_PARTS OF THE EXERCISE_:
[a] According to the earnings call transcript, which category is the biggest portion of the company's overall portfolio?
[b] Pick up the earnings call transcript after its final line and continue it.

_PROVIDED TEXT_:
Michael Rollins, Analyst
Two topics. The first one, in terms of the performance sequentially and year-over-year, your organic business revenue declined for things like Harvest and for Nurture, and then just for the customer vertical designation. Can you share a bit of how much of that was seasonal versus other factors, whether it's competition or an acceleration in the legacy revenues? And how much of that is customer driven versus some of the initiatives that you have to try to drive out the unprofitable or lower-margin or legacy revenue to help your customer relationships? And then I have one other topic for you afterwards, if I could, please.
Christopher Stansbury, CFO
Michael, good questions. We don't have the split outs and all that. But what I'd say very broadly and generally is these are the industry declines that I think everybody is talking about, right? Customers are leaving legacy telecom services. Our competition is also trying to turn off off-net services. We're trying to turn off off-net services that are increasingly expensive to operate. And all of that is driving some of those trends. So I would say this is more the continued behavior that exists. It's not something new that we're seeing. I wouldn't say that it's seasonal, and we expect it to continue. I think the more important point is that that's why we're changing the rules of the game, and focusing on bringing newer products consumed digitally that meet the needs of customers today rather than the needs of customers from the past. And that's really where the focus is. And that's why our Grow category is the biggest portion of our overall portfolio, and you'll see that continue to grow.
Michael Rollins, Analyst
And then the second topic, you mentioned in terms of the market-by-market assessment for the Mass Markets business, the possibility of wholesaling and joint ventures. If you could expand on that a bit more? And are you considering offering fiber on a wholesale basis, whether it's to wireless carriers or other third parties?
Christopher Stansbury, CFO
We are exploring all potential options. Recently, there was a public announcement regarding joint venture partnerships with several of our competitors, and we are assessing those. Wholesaling is one possibility that could be included. If the valuation is favorable, there might be chances to sell in specific markets. The main goal is to enhance our capabilities and market penetration while also improving our EBITDA leverage on these investments as we move forward. At this stage, there is no definitive answer, but we will communicate our decisions as they develop.
Sebastiano Petti, Analyst
I was hoping you could provide more insight into what is driving the continued momentum in Quantum Fiber. It's great to hear about the NPS performance as well. Could you elaborate on the factors behind the subscriber growth and what you’re observing regarding the product and service level speed mix? That would be helpful.

_RECORDS SHOWN_:
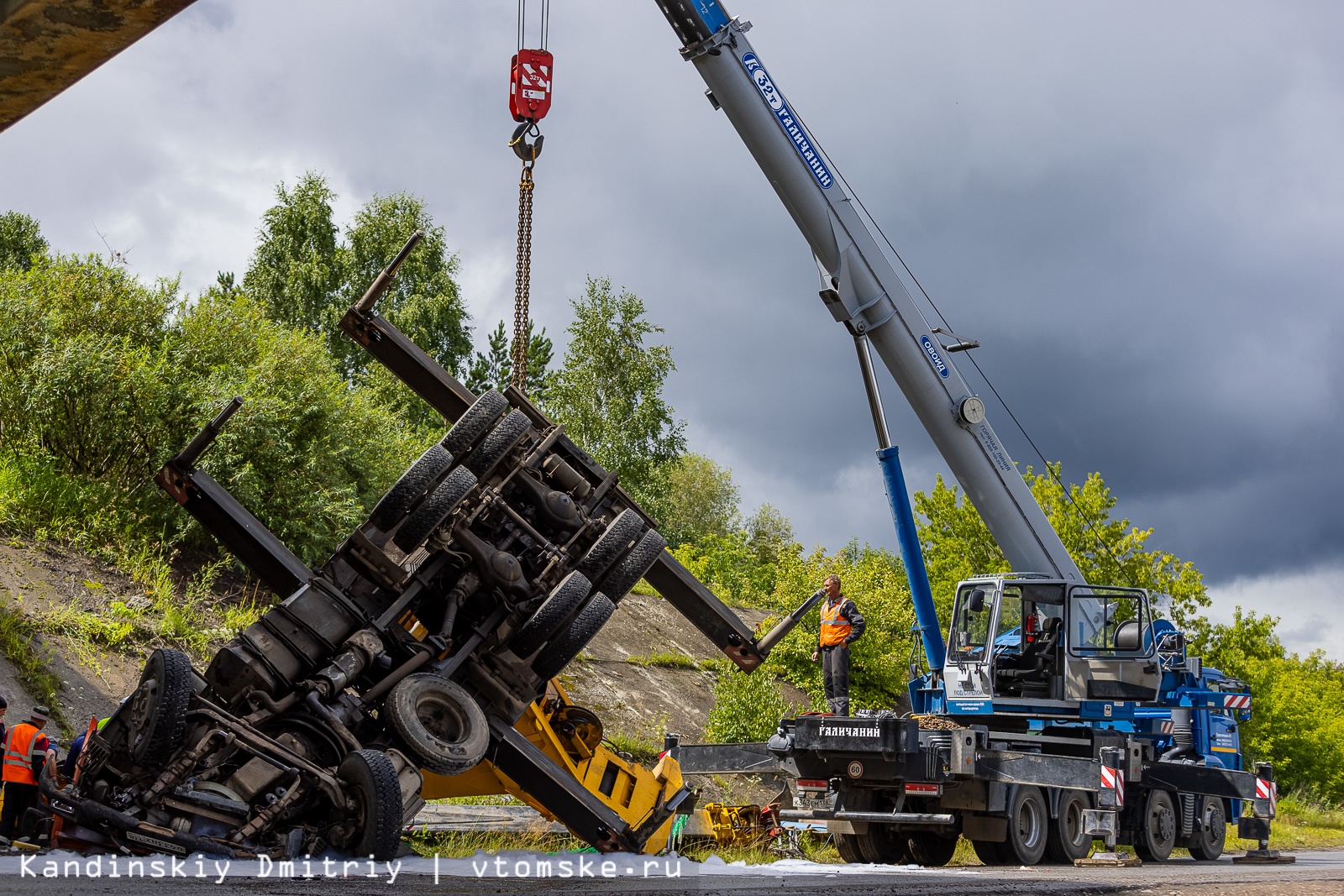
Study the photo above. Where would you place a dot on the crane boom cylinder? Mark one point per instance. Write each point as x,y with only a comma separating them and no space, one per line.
862,288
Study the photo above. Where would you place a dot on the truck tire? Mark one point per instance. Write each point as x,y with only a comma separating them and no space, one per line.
373,782
558,654
159,708
553,614
1206,844
1156,835
611,544
438,723
885,846
1028,822
932,849
497,443
848,848
632,569
402,496
436,508
477,418
1066,840
988,852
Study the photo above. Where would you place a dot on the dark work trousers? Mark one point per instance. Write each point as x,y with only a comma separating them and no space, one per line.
835,673
17,801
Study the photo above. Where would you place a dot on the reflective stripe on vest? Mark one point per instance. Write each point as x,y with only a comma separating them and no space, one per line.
18,763
835,627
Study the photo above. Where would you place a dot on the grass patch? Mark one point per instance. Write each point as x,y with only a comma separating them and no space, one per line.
17,641
463,844
665,660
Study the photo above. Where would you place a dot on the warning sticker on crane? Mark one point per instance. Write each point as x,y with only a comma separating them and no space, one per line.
790,123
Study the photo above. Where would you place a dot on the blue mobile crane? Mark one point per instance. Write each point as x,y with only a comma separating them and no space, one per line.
1057,710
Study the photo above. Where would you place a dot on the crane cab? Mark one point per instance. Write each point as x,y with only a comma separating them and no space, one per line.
1034,645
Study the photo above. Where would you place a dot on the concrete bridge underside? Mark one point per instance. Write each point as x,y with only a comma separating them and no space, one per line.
49,45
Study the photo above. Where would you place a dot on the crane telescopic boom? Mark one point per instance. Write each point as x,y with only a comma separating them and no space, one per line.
860,286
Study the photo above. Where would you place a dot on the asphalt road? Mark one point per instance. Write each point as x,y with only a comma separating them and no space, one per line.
1314,873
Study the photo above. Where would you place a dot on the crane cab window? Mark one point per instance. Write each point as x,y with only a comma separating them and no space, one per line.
971,622
1106,622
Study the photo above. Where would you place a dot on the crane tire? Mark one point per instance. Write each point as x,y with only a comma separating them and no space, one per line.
371,779
613,542
497,443
438,723
1066,840
436,508
1210,836
551,616
568,645
414,483
477,418
1158,828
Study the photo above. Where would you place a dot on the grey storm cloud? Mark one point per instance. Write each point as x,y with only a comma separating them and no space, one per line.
1136,207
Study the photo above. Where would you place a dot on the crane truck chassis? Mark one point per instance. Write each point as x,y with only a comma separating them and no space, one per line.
1055,711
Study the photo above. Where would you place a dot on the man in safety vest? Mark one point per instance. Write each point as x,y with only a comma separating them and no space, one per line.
842,625
26,750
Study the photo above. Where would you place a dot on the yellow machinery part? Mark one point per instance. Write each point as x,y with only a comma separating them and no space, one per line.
628,788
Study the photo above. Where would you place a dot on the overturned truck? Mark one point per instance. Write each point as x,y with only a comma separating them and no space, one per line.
479,575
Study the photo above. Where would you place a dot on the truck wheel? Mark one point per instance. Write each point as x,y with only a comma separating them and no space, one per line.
497,443
549,618
393,506
635,564
611,544
378,804
1156,836
1206,844
558,654
1028,820
159,707
885,846
1066,840
470,426
436,508
988,852
848,848
441,727
931,849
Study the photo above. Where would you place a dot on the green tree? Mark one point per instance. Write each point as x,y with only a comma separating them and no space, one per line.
494,369
609,392
958,544
746,708
20,241
770,535
296,269
702,500
307,275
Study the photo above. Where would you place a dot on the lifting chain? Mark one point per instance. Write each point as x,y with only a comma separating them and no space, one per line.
523,275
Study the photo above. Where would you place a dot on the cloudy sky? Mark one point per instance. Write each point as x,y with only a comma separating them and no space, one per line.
1137,208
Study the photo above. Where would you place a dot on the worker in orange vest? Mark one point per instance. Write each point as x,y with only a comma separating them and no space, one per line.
842,625
26,750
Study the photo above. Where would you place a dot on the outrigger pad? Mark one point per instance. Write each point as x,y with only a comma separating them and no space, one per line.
1263,857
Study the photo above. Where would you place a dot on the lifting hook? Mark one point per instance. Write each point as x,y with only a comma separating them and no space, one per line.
522,148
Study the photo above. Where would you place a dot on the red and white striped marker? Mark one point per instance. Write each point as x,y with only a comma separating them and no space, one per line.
1115,779
1268,790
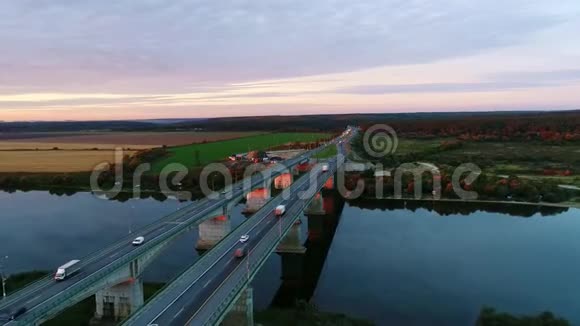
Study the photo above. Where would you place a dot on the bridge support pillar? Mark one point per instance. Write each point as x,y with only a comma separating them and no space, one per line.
292,244
283,181
119,301
213,231
257,199
316,206
242,313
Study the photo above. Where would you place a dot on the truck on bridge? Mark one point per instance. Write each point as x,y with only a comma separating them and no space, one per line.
67,270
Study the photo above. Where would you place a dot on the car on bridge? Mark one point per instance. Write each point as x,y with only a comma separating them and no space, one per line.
280,210
67,270
138,241
240,252
6,316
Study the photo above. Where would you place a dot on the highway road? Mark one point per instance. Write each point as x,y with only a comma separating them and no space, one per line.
39,297
191,300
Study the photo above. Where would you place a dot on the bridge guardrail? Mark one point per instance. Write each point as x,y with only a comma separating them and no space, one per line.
239,282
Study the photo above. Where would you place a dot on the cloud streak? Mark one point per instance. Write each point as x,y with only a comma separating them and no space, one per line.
330,53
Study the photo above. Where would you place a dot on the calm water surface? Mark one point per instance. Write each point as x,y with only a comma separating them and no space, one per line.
388,264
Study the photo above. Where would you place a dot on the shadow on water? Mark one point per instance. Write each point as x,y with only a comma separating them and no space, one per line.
301,272
445,208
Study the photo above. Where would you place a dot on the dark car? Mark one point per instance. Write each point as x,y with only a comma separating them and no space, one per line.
18,313
240,252
4,316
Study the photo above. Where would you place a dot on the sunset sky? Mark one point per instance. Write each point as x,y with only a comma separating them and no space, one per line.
95,60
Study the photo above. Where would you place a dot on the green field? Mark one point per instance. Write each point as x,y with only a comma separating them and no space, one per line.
328,152
201,154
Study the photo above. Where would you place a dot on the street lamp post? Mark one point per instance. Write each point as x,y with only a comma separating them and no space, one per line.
3,276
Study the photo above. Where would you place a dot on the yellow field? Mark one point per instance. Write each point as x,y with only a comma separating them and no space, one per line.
54,161
17,145
76,151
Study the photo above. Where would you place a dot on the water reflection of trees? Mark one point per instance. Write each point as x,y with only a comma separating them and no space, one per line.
445,208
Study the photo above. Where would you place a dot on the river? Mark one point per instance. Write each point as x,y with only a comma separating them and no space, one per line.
388,262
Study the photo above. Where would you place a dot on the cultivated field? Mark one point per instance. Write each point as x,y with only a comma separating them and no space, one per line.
125,139
201,154
43,146
54,161
74,152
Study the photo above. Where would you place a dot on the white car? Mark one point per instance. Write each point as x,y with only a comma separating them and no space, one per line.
138,241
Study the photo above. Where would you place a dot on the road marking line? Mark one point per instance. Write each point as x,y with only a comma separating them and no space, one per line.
179,312
36,297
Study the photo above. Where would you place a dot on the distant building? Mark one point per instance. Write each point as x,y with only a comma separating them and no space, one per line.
257,156
382,173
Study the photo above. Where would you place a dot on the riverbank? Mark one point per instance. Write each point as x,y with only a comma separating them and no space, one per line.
503,202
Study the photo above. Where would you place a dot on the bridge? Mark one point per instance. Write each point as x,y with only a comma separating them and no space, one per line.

_ANSWERS BY TASK_:
[a] The Grow category.

[b]
Christopher Stansbury, CFO
There's been a significant focus and impressive work by the team to enhance our marketing efforts. Last year, we mentioned that one of our challenges until we achieved scale was our ability to expand our marketing activities. Previously, much of our marketing was localized, but we have broadened our approach. There is now substantially more media in the market than before, and we are continuously refining our media strategy to ensure its effectiveness. This is leading to improved market penetration. Importantly, the team's focus is on two main objectives: delivering effective enablements efficiently and quickly, and accelerating penetration to shorten our payback period. Kudos to the team for their efforts, and we will keep evolving these programs to ensure they remain effective. Overall, we feel very positive about our progress to date.
Batya Levi, Analyst
Can you provide a little bit more context on the cloud sales funnel that you mentioned in 1Q? And with that coming into the second quarter, can we also expect maybe business revenue decline to be the low point in 1Q as well? And maybe if you could touch on the competitive environment for these new next-gen services that you're building up that would be helpful.
Kate Johnson, CEO
Sure, you want to start?
Christopher Stansbury, CFO
Yes. So I'll take the first part and then turn it back to Kate. I think, Batya, it's too early to say that first quarter is going to be the low point because we obviously do have the legacy drag that we've talked about openly. And it's going to be choppy as we go through the year. What I would say is that the results that we saw in the first quarter, we're really pleased with, but it's one data point. The team is focused on rigorous execution to make sure that continues and obviously converting that funnel into installs as we go forward. So a little early yet to call how revenue performs quarter-by-quarter this year. EBITDA, we're more confident in because of the cost savings that we've been able to generate with some of the activities we talked about.
Kate Johnson, CEO
And with respect to your question around the competitive environment, it's clear that we are focusing on the future and applying all of our resources to building a platform to give customers what they want. Every customer conversation that I have basically reflects this notion of capacity on demand. When I talk about cloudifying telecom, it's about having the ability to fire up any service, anytime, anywhere and to do so with dynamic bandwidth and all of the digital capabilities that make it easy to not just consume network services, but to do so in a really, really complex environment from on-prem to edge and in the cloud and back and to push processing and data workloads where it makes sense to do so cost effectively. Traditional telecom doesn't account for that. It's too physically oriented and doesn't have that digital wrapper to enable what I just explained. We're investing in it heavily, and what we're hearing from our customers and our partners is that we're the only ones that are. I think that's differentiating. We're very committed to it. As such, we're getting what I see is a nice increase in demand across the board for our products and services. That's translating into a healthier pipe.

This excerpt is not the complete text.